[Exercise details] Output every line of the data exactly as it appears.
>> begin
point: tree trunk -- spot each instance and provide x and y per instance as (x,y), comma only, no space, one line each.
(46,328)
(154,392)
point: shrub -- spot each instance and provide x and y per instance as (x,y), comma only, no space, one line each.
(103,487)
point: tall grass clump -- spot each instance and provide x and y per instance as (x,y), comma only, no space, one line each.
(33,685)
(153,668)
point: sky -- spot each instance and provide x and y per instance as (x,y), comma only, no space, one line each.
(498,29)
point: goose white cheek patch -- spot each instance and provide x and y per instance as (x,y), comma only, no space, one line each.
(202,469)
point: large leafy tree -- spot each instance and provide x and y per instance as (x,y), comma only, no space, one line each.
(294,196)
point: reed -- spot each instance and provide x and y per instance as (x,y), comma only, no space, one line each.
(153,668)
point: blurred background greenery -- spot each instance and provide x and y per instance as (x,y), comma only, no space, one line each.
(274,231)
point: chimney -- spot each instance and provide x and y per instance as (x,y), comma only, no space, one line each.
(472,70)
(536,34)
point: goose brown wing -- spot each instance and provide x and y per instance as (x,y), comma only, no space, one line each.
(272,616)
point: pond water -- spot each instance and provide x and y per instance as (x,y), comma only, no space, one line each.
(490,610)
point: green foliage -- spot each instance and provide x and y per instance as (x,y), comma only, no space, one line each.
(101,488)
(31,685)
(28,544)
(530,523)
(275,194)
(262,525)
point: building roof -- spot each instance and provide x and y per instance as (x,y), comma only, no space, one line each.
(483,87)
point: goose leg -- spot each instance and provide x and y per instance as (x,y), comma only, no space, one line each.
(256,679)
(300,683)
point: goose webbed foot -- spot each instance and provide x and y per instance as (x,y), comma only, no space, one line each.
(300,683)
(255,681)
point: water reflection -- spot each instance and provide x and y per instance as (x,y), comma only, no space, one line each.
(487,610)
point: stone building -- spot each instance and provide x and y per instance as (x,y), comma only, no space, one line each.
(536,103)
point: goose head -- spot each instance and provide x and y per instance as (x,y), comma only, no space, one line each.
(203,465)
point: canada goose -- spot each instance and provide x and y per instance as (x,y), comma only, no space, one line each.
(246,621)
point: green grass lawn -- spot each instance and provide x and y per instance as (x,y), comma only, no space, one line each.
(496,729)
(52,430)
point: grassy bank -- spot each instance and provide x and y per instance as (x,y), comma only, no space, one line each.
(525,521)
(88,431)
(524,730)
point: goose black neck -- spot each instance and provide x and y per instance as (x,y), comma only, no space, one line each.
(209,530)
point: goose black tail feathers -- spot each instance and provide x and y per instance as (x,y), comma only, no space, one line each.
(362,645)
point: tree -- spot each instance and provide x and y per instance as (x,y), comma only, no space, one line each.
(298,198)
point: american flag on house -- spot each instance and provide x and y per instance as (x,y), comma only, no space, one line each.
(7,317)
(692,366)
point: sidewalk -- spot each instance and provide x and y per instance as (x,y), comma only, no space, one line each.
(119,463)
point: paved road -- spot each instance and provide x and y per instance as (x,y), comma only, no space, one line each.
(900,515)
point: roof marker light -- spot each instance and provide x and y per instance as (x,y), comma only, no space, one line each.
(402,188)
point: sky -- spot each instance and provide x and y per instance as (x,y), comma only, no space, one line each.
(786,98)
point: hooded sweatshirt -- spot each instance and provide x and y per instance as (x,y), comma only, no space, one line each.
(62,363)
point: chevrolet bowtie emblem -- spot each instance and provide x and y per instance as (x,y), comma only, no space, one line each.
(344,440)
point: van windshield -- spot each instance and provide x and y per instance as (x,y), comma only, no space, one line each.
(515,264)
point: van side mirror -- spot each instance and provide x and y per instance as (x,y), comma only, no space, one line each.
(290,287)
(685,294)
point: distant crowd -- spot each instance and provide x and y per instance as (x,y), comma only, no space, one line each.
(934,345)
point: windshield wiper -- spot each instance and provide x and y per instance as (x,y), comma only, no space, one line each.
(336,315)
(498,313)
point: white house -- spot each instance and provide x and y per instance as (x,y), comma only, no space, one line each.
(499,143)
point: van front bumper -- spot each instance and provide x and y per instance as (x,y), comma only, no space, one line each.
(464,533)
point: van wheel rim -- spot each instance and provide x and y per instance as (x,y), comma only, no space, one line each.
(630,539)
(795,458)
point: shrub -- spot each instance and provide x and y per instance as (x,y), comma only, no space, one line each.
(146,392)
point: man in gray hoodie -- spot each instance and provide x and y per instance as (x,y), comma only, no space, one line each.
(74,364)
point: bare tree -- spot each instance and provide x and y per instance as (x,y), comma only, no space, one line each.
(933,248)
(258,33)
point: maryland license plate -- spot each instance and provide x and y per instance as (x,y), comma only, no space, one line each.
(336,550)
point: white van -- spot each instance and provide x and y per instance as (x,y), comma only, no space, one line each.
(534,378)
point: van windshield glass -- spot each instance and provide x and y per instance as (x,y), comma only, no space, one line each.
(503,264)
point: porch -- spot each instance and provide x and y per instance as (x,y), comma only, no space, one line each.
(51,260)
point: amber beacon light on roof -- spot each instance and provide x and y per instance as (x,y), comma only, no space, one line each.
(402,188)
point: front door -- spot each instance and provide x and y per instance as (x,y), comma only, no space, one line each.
>> end
[Reply to the task]
point: tree trunk -- spot each instance and provide x and y per instance as (x,y), comma only, no space, one line each.
(46,328)
(154,392)
point: shrub -- spot each instance and provide x and y per instance as (x,y), comma only, no space, one line each.
(103,487)
point: tall grass clump -- spot each instance and provide x and y per instance as (x,y), comma only, no space, one line each.
(33,685)
(153,668)
point: sky -- spot each instance and provide x and y per instance as (x,y), comma only, no space, one line each.
(498,29)
point: goose white cheek patch -- spot each instance and provide x and y per instance as (x,y), comma only, no space, one line each.
(202,469)
point: large leafy tree -- spot each instance and provide x and y per instance as (x,y), comma only, no space, one line each.
(294,196)
point: reed -- spot each instance and provide x and y per instance as (x,y), comma only, no space, one line each.
(153,668)
point: blurred background greenery -- spot each instance and provide x and y per instance as (x,y), comma only, no space, one line each.
(274,231)
point: chimney -- spot each instance and provide x and y per instance as (x,y), comma only, no space, one line each.
(472,70)
(536,34)
point: goose brown wing -- spot each instance and provide x and y per instance as (x,y), comma only, no space, one line each.
(272,616)
point: pond water -- spot each instance and provide x and y per instance as (x,y), comma only, no space, one line each.
(490,610)
point: green foliage -- spot each instance and provide x and y per instance as (x,y), comma only, no space, one line each.
(101,488)
(31,685)
(28,544)
(530,523)
(275,194)
(262,525)
point: building roof -- spot each instance and provide x and y per instance as (x,y), comma only, no space, one line each.
(483,87)
point: goose leg -- spot each instance and provide x and y per instance as (x,y), comma only, no space, one line each.
(256,679)
(300,683)
point: goose webbed foot -- spot each instance and provide x and y per instance as (x,y), comma only, no space, one line each.
(300,683)
(255,681)
point: water reflection -- spot each instance and provide x and y per instance as (x,y), comma only, no space, one line each.
(487,610)
point: stone building -- spot each instance and provide x and y per instance as (x,y), comma only, no space, one line each.
(536,103)
point: goose head -- spot each instance and provide x and y per instance as (x,y), comma only, no space, one line each.
(203,465)
point: canada goose -- spot each instance and provide x and y per instance as (x,y), comma only, no space, one line each.
(246,621)
point: green grass lawn -- spot each instance and provide x and y per instance as (x,y), comma only, no space, one line each.
(496,729)
(52,430)
point: grassy bank -- spot each instance and provide x and y per instance as (x,y), comma only, no space, one line each.
(525,521)
(88,431)
(524,730)
point: goose black neck -- spot each instance and provide x and y per instance as (x,y), comma only, no space, one line each.
(209,530)
point: goose black tail feathers -- spot each instance and provide x and y per instance as (x,y), comma only, no space, one line each.
(362,645)
point: tree -- spot each instance and provide x and y per instance as (x,y), comma only, no space, one line each.
(298,198)
point: american flag on house -- spot each instance and provide x and y per instance as (x,y), comma only, no space, one line each.
(7,317)
(692,366)
point: sidewalk -- spot each instance and provide x and y per instance as (x,y), comma only, no space, one line each.
(119,463)
point: paved road -- spot each instance and provide x and y per instance as (x,y), comma only, no space, one line each.
(900,515)
point: roof marker light -- spot each instance and provide x and y per instance as (x,y), comma only, no space, one line each.
(402,188)
point: sky -- spot each instance and provide x and y per instance as (x,y), comma only, no space, one line each.
(786,98)
point: hooded sweatshirt -- spot each instance and provide x and y per instance as (x,y), comma only, no space, one line each.
(62,363)
point: chevrolet bowtie emblem -- spot each instance and provide x and y per instance as (x,y), comma only, no space, one line each.
(344,440)
point: van windshield -- spot each instance and provide x and y per instance as (x,y), comma only, no space, one line each.
(515,264)
point: van side mirror -- spot each instance and provide x and y per instance as (x,y), comma only, no space, one line each.
(290,287)
(685,294)
point: distant crowd -- spot each instance and provide x and y per instance as (x,y), comma only, no space, one line each.
(934,345)
point: windshield wiper -- spot each instance and provide x and y per instance as (x,y), comma only, no space, one line each.
(336,315)
(498,313)
point: white house -- spot each instance and provide x and y per instance as (x,y), comma only, no space, one line each.
(499,143)
point: van front bumper -- spot each instance and provide x and y per instance as (x,y), comma only, no space, one line each.
(464,533)
point: van wheel rim -- spot each instance and provide x and y per instance as (x,y), comma only, no space, one line each.
(630,539)
(795,458)
point: shrub -- spot each instance and provide x and y per instance as (x,y), comma only, no space, one line each.
(146,392)
point: man in gray hoodie -- spot each instance and provide x and y per instance as (x,y), comma only, no space, one line each.
(74,364)
point: bare tree -- spot each instance and provide x and y per instance as (x,y), comma only, no space, one line each.
(933,248)
(258,33)
point: maryland license plate -- spot each instance and provide x and y per instance as (x,y), comma only, no space, one line each.
(336,550)
point: white van -- spot each instance and provide x and y per instance as (x,y), comma only, no space, one line each.
(534,378)
point: van windshield glass -- spot each instance and provide x and y per instance as (x,y), comma only, no space, one line each.
(503,264)
point: porch -- spot each instance and provide x and y per instance as (x,y), comma only, no space, one line each.
(51,260)
point: amber beacon light on roof -- spot each instance and provide x and y per instance as (x,y), comma only, no space, one line each.
(402,188)
point: front door -- spot each instance and provide x and y per instance as (x,y), comma only, no space, one line each.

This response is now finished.